### ASSIGNMENT:
Go through the material and set down every line without alteration.

[INPUT RECORDS]

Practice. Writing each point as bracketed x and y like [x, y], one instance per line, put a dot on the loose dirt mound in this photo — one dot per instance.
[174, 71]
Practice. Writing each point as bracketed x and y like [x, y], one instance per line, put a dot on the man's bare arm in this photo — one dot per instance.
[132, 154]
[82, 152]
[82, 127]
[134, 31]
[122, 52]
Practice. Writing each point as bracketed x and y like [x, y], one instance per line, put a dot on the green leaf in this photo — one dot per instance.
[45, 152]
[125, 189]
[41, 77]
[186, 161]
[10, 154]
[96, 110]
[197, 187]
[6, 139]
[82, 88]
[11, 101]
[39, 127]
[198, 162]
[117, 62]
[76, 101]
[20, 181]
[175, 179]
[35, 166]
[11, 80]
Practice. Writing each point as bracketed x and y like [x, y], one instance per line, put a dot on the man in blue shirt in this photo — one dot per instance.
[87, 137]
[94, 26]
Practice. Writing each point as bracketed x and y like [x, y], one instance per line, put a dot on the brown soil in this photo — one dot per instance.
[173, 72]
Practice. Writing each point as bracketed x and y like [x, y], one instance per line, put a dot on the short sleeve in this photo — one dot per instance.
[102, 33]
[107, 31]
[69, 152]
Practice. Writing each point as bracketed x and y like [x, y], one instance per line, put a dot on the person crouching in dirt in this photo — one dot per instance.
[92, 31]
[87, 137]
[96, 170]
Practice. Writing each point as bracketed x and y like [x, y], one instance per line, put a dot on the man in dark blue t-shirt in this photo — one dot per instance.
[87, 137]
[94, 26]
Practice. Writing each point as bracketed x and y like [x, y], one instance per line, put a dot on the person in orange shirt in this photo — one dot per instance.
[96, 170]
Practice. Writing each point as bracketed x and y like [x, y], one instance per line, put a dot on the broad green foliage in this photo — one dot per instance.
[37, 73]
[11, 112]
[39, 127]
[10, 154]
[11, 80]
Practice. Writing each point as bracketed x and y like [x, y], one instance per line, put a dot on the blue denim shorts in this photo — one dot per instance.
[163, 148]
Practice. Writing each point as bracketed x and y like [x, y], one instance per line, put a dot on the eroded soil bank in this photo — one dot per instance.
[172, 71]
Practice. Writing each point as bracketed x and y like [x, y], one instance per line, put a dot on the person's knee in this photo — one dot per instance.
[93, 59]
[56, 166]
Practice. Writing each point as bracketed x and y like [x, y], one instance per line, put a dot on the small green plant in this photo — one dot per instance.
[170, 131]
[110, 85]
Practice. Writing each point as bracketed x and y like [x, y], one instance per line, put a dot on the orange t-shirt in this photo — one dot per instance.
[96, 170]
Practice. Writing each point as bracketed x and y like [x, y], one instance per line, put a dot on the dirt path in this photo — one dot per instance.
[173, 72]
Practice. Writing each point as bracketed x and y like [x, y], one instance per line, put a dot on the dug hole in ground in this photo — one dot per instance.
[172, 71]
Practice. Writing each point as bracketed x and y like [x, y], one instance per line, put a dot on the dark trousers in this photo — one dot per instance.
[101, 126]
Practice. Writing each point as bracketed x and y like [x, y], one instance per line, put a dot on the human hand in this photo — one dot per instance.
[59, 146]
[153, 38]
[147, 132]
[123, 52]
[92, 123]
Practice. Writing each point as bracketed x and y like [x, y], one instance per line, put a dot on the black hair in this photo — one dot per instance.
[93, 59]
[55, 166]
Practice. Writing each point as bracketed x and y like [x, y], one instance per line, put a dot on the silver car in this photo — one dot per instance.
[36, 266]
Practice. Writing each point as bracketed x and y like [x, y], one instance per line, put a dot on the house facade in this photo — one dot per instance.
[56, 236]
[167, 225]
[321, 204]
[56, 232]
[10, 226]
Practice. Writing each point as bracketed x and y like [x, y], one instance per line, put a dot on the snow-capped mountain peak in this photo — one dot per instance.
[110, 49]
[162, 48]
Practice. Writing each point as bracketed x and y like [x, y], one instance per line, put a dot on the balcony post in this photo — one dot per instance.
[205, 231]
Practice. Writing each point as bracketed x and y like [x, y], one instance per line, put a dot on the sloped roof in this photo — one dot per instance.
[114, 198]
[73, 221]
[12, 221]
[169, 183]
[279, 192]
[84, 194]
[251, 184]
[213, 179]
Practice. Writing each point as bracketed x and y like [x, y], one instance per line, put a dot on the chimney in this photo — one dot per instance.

[/INPUT RECORDS]

### RESPONSE AREA:
Practice. Writing each point as bracketed x and y like [x, y], one instance per line, put a dot on the loose dirt mound in this photo — one dot per instance.
[174, 71]
Practice. Writing each point as bracketed x and y like [x, y], one instance per line, put a dot on the man's bare arm in this photo — one dot per instance.
[132, 154]
[82, 152]
[82, 127]
[134, 31]
[122, 52]
Practice. Writing each point as bracketed x and y like [x, y], one instance per line, put a dot on the green leaf in this photo — one dot per instance.
[45, 152]
[125, 189]
[41, 77]
[186, 161]
[10, 154]
[96, 110]
[197, 187]
[6, 139]
[82, 88]
[11, 101]
[39, 127]
[198, 162]
[117, 62]
[76, 101]
[20, 181]
[175, 179]
[35, 166]
[11, 80]
Practice. Writing each point as bracketed x and y like [x, y], one instance per line, put a dot on the man in blue shirt in this photo — one dot per instance.
[87, 137]
[94, 26]
Practice. Writing each point as bracketed x and y like [x, y], one instance per line, put a dot on the brown soil in this photo — one dot per instance.
[173, 72]
Practice. Writing each point as bracketed x and y like [x, y], one instance per line, put a dot on the short sleeve in this photo — one dot per instance.
[102, 33]
[107, 31]
[69, 152]
Practice. Writing each point as bracketed x and y like [x, y], one instance per line, put a dot on the person crouching in dirt in this photo — one dot per instance.
[92, 31]
[87, 137]
[96, 170]
Practice. Writing each point as bracketed x and y like [x, y], one instance per line, put a dot on the man in dark blue t-shirt in this photo — one dot per instance.
[87, 137]
[94, 26]
Practice. Writing each point as bracketed x and y like [x, y], one instance per line, put a dot on the person in orange shirt in this photo — one dot per instance.
[96, 170]
Practice. Writing each point as bracketed x and y like [x, y], one instance per line, put a dot on the broad green foliage in this photo — one dot per instance.
[37, 73]
[11, 112]
[39, 127]
[10, 154]
[11, 80]
Practice. Writing each point as bracketed x and y like [x, y], one instance per line, put a dot on the blue denim shorts in this photo — one dot per instance.
[163, 148]
Practice. Writing each point as bracketed x and y like [x, y], one instance per line, put a dot on the eroded soil bank in this photo — one dot per instance.
[172, 71]
Practice. Writing each point as bracketed x and y like [x, y], one instance per line, put a dot on the person's knee in this photo — one dot per instance.
[93, 59]
[56, 166]
Practice. Writing each point as bracketed x and y like [x, y], one instance per line, put a dot on the small green plant in this photo — one dot per instance.
[170, 131]
[110, 85]
Practice. Writing each point as bracketed x and y like [x, y], one instance per line, put a dot on the orange t-shirt in this photo — one dot per instance.
[96, 170]
Practice. Writing each point as bracketed x and y like [x, y], one instance per line, put a dot on the dirt path in this photo — one dot per instance.
[173, 72]
Practice. Writing each point as bracketed x and y like [x, y], one instance per line, put a dot on the dug hole in ground in this photo — one dot per instance.
[172, 71]
Practice. Writing each point as bracketed x and y like [x, y], one instance per line, put a dot on the dark trousers in this photo — one dot per instance.
[101, 126]
Practice. Writing each point as bracketed x and y like [x, y], one instance per line, put a dot on the human hand in this photo — one dot per instance.
[59, 146]
[153, 38]
[147, 132]
[123, 52]
[92, 123]
Practice. Writing each point as bracketed x and y like [x, y], one instance per line, put a dot on the black hair in this photo — one dot per instance.
[93, 59]
[55, 166]
Practice. Writing each point as bracketed x and y like [x, y], one instance per line, put a dot on the silver car in this photo — one dot per instance.
[36, 266]
Practice. Writing each point as bracketed x and y like [x, y], one instance per line, put a dot on the house facade in this photo — one dot per instance.
[56, 236]
[167, 225]
[321, 204]
[56, 232]
[10, 226]
Practice. Writing each point as bracketed x and y like [x, y], one instance per line, put a dot on the snow-capped mountain peak in this photo — one dot per instance.
[110, 49]
[162, 48]
Practice. Writing each point as bracketed x and y like [x, y], one instance per line, put a dot on the balcony post in this photo — one dot per instance.
[205, 231]
Practice. Writing each point as bracketed x and y like [x, y], one instance per line, put a dot on the sloped roof in this photo — one dot per instance.
[114, 198]
[73, 221]
[12, 221]
[169, 183]
[279, 192]
[84, 194]
[251, 184]
[213, 179]
Practice. Writing each point as bracketed x and y like [x, y], one instance per line, put a dot on the chimney in this photo — one dot per instance.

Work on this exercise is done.